■ DOCUMENT TEXT
-*-
Wednesday, December 18, 2013

FL shameless lifelisting part 5 - The Keys cooling down

After the previous day's bonanza, we had to work slightly harder to find new lifers during our third day in the keys.  Ruoxi had been the first to catch one of the vibrant blue colored parrotfish, which after some ID help from Martini we determined was a blue parrotfish.  I was fortunate to catch one as well, and I photographed it immediately after catching it and also about 30 seconds later.  It seems that they quickly lose their yellow and green hues and transition to a more intense blue with pink around the scales and on the fins.

Blue Parrotfish (Scarus coeruleus) - new hook & line species #195




With the morning sun beating down on us, Ruoxi and I decided to head back to the base of the bridge to fish in the shade (and look like hobos).  There were plenty of sergeant majors and damselfish near the concrete wall, but the juvenile grunts and snappers were always the first to bite.

Bluestriped Grunt (Haemulon sciurus)


A school of filefish and parrotfish moved in near the wall, and after catching several of the parrotfish, I caught my first planehead filefish!  They certainly have an unusual shape.  Another species, the scrawled filefish, had been tormenting me the past two days out in the middle of the bridge.  The planehead isn't quite as neat, but any filefish is better than no filefish.
-*-
■ RECORD EXCERPTS
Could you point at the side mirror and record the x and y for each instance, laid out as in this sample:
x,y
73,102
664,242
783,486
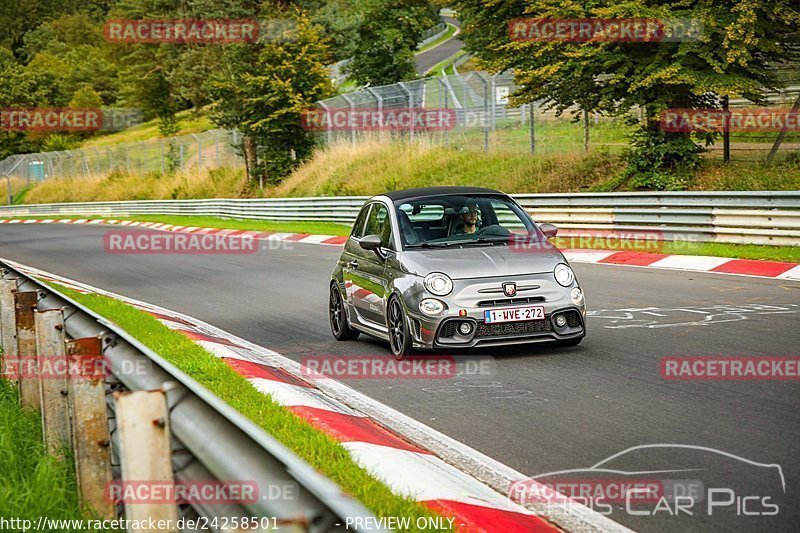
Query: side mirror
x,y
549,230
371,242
-*-
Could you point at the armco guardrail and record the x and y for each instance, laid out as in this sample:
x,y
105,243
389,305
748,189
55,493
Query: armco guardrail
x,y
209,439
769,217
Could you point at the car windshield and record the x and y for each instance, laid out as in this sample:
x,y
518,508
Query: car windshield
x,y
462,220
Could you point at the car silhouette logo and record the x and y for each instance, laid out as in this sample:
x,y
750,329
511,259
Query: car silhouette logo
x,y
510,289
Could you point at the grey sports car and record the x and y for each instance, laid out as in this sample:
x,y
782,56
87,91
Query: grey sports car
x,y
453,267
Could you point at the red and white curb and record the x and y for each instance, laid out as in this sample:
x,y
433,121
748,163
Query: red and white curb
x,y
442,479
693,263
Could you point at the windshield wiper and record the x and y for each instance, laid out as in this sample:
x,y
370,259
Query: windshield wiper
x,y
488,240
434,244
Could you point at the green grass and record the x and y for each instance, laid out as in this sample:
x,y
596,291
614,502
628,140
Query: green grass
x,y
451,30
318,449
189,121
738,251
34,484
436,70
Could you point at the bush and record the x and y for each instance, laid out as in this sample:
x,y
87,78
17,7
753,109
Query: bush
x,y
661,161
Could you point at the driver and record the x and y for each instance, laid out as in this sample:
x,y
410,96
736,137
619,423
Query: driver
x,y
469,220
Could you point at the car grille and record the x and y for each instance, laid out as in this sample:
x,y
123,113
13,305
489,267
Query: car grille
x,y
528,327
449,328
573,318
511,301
-*-
■ SET TASK
Write the next few paragraphs of the Florida Keys fishing blog post, starting after its last sentence. The records have nothing to do with the text.

■ ANSWER BELOW
Planehead Filefish (Stephanolepis hispidus) - new hook & line species #196


Ruoxi and I felt we had spent enough time on the bridge, so we packed up the car and headed east towards Islamorada.  On the way we stopped at a sandy beach with shallow water and vegetation.  The sea grass was teeming with small shrimp and crabs.  I got a net out of the car (this was the first and only time it was used on the trip) and found a variety of micros, such as sheepshead minnows, longnose killifish, gobies, and a pipefish that I think is a shortfin pipefish.  Microfishing can take a lot more time than you might think, so I skipped the rod and reel so we could be on our way.  I am curious though if anyone will ever catch a pipefish on hook & line.



Goby sp. (Bathygobius sp.)

Shortfin Pipefish (Cosmocampus elucens)

Once in Islamorada, we stopped at Bass Pro to pick up a few things, and when we walked out on the docks in the marina behind the parking lot we noticed thousands and thousands of tiny fish near the surface.  I rigged up one of my rods with a Tanago hook and quickly caught one of the fish.  As I was pulling it out of the water, two guys on the next dock over yelled over at us, "No fishing!!!".  I had my lifer in hand, so I smiled, apologized, and hurried off to photograph my catch.  At first I thought it must be some sort of anchovy, but it didn't fit any of the descriptions in my fish book.  After flipping through the pages for a while, I found a fish that matched perfectly, the hardhead silverside.  It's definitely the coolest micro of the trip!

Hardhead Silverside (Atherinomorus stipes) - new hook & line species #197


After our excitement at the Bass Pro, we met up with Michael and Ken for some dinner and souvenir shopping.  Sometimes you have to take a break from fishing!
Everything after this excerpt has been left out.